Esercizio assegnato 1.
Riscala il tratto dell'elenco che va dalla riga contenente "Annotation task — annotate the forehead" fino alla fine dell'elenco, estremi inclusi. Riscrivi tutte quelle righe, richieste comprese, moltiplicando per 1,7 ogni coordinata dei punti nelle risposte e arrotondando all'intero, con le metà per eccesso.

Estratto della pagina.

La promessa del regno

Boris Battaglia | Una pietra sopra |

Uno

Nei racconti biblici (e i libri cosiddetti “narrativi” – cioè Giosuè, Giudici, Samuele uno e due, i Re uno e due – sono effettivamente i miei preferiti) il sacrificio cruento è fondamentale mezzo di comunicazione. Necessario non solo per la comunicazione tra dio e il suo popolo, ma soprattutto tra tutti gli appartenenti a quel popolo. I sacrifici, ci insegnano poi i libri apodittici (il Deuteronomio su tutti), sono di tre tipi: l’olocausto, in cui la vittima viene sgozzata e bruciata su un qualche altare a tutto beneficio della divinità; il sacrificio di comunione, in cui la vittima sgozzata è fatta a pezzi e condivisa tra tutta la comunità in un banchetto; il sacrificio espiatorio in cui la vittima resta a uso dei sacerdoti. L’altra sera cercavo tra i miei scaffali troppo ingombri qualche libro da lasciare in giro (ho bisogno di fare posto, per quieto vivere familiare quando le librerie minacciano di crollare – già successo – devo provvedere alla sicurezza di tutti) e mi capita tra le mani un libro di Kyle Baker. King David. Come sempre interrompo quello che stavo facendo e mi metto a rileggerlo. Non è per caso che mi torna alla mente un film di Cronenberg. Allora mi rivedo il film.

Due

Eastern Promises (perdonatemi ma il titolo italiano mi fa proprio schifo), si apre con un sacrificio di comunione. Come era quello della Pasqua (Easter) che sanciva il punto più alto della coesione nazionale ebraica. Nella bottega del barbiere Azim (e non è un caso che la Pasqua sia strettamente legata, nella cultura ebraica, alla festa degli Azzimi) il boss Soyka viene sgozzato dalla mano innocente (è un ritardato) ma eterodiretta, è lo stesso Azim – suo zio – ad armarla di rasoio, di Ekrem. Potrebbe sembrare un’efferatezza gratuita. Ma non lo è. È una scena assolutamente necessaria, perché il sacrificio che rappresenta è indispensabile affinché si fondi la storia. Infatti. Due cose.
1) Il Regno non è mai stato così compatto come sotto la guida di Saul/Semyon. Ecco cosa non mi tornava. Quello di Cronenberg non è né una cristologia né un ciclo mosaico. Questo film racconta, nonostante l’apparente coesione del suo regno, la cronaca del fallimento di Saul, causato dei suoi peccati, e dell’ ascesa di Davide/Luzhin.

Dati mostrati.
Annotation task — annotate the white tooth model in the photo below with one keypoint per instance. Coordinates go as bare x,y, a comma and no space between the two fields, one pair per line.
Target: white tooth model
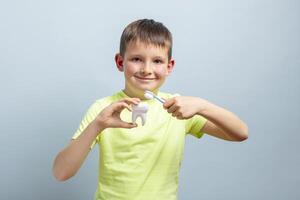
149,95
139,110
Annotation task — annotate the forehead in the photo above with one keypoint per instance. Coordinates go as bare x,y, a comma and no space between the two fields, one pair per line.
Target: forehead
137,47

Esercizio assegnato 2.
Elenca tutti i tipi di sacrificio distinti nell'estratto della pagina.

Risposta 1.
Annotation task — annotate the forehead in the photo above with one keypoint per instance. Coordinates go as bare x,y, a comma and no space between the two fields, one pair per line.
Target: forehead
233,80

Risposta 2.
- olocausto
- sacrificio di comunione
- sacrificio espiatorio